=== WRITTEN PROBLEM ===
Rescale the items below by reproducing every line of each, requests included, with each x and y coordinate in the answers multiplied by 1.8 and rounded to the nearest whole number, halves rounded up.

=== TASK DATA ===

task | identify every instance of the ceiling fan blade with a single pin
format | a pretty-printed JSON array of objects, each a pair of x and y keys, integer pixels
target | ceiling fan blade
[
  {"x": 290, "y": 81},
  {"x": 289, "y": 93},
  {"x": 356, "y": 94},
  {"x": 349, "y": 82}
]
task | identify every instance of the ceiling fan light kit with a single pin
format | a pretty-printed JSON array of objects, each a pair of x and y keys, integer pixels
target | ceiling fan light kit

=== EXPECTED ANSWER ===
task | identify every instance of the ceiling fan blade with a single pin
format | a pretty-printed JSON array of objects, each a pair of x and y keys, integer pixels
target | ceiling fan blade
[
  {"x": 522, "y": 146},
  {"x": 520, "y": 167},
  {"x": 641, "y": 169},
  {"x": 628, "y": 148}
]
task | identify every instance of the ceiling fan light kit with a single pin
format | a pretty-printed JSON array of objects, each a pair of x and y keys, integer pixels
target | ceiling fan light kit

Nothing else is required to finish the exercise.